■ **Exercise description**
Rewrite the lines from the one containing "the wooden bench" through the last line, changing "reference point" to "target point" and leaving everything else as it is.

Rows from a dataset
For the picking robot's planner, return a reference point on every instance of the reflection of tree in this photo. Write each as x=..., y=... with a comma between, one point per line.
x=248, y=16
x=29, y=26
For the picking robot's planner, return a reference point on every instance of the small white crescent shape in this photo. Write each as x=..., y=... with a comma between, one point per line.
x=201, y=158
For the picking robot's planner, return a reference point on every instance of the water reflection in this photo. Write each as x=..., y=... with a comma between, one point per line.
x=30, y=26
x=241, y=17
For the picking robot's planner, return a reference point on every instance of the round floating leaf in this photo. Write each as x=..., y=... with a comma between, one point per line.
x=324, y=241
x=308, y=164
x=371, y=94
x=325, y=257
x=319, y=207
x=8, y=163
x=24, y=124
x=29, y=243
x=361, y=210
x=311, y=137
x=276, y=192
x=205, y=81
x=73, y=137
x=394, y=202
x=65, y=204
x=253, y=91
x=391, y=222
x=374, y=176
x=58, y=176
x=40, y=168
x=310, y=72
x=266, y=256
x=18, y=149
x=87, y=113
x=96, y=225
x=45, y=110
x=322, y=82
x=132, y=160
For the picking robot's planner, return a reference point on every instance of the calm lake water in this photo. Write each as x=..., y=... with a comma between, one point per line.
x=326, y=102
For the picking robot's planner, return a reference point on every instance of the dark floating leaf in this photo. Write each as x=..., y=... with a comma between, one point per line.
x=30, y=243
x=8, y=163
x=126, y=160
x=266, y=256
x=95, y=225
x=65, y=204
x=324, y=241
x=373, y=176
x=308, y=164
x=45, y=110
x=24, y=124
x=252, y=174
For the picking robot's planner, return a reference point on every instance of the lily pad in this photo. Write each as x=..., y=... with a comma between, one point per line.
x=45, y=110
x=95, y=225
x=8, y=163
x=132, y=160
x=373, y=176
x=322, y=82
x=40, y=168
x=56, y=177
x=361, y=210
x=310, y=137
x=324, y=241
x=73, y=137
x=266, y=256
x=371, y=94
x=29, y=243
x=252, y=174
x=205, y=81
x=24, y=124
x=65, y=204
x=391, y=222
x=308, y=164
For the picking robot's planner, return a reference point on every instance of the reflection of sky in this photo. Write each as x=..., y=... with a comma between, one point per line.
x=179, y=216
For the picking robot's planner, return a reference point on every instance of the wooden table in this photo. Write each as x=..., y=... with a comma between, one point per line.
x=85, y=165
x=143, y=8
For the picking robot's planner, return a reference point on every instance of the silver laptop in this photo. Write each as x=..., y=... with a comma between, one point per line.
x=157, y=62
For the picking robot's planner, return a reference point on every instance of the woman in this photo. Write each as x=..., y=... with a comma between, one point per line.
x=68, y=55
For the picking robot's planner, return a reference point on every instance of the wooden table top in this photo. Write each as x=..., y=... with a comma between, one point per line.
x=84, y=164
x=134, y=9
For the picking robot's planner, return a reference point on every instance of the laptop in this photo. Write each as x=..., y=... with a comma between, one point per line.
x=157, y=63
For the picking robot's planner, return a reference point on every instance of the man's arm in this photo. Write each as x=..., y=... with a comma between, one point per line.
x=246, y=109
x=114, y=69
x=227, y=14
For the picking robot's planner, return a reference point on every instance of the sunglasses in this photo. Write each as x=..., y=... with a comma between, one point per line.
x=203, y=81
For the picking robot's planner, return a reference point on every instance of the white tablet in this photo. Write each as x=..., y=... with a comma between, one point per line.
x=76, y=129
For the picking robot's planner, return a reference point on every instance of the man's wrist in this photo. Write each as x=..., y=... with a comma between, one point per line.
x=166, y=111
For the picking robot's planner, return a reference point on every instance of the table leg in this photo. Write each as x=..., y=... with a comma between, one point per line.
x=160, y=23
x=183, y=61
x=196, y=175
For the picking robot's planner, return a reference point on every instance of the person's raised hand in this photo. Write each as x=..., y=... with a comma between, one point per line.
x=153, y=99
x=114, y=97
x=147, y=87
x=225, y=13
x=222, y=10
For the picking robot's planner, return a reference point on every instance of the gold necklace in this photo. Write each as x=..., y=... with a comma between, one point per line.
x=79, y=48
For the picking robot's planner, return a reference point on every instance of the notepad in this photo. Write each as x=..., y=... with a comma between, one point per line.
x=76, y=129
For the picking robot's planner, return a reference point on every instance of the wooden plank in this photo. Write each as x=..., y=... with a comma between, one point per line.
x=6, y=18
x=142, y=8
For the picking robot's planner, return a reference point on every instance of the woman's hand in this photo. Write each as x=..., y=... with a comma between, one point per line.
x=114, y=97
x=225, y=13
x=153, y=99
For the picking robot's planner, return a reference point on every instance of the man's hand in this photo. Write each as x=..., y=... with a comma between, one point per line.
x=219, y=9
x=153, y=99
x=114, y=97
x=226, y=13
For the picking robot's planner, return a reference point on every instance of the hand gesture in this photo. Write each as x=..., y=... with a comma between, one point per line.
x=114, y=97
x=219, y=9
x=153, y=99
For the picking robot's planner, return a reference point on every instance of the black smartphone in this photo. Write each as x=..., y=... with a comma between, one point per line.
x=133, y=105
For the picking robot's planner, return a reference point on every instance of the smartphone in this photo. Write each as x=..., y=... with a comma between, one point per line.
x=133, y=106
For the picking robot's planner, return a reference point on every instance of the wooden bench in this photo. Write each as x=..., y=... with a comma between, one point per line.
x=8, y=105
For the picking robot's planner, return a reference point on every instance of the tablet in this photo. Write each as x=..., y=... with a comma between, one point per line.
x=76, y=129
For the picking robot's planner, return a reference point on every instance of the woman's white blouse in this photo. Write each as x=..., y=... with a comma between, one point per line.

■ **Response to the task**
For the picking robot's planner, return a target point on every instance of the wooden bench in this photo. Write each as x=..., y=... with a comma between, one point per line.
x=8, y=105
For the picking robot's planner, return a target point on every instance of the tablet in this photo. Write each as x=..., y=... with a comma between, one point per line.
x=76, y=129
For the picking robot's planner, return a target point on every instance of the woman's white blouse in this photo. Write each as x=..., y=... with a comma between, one point per line.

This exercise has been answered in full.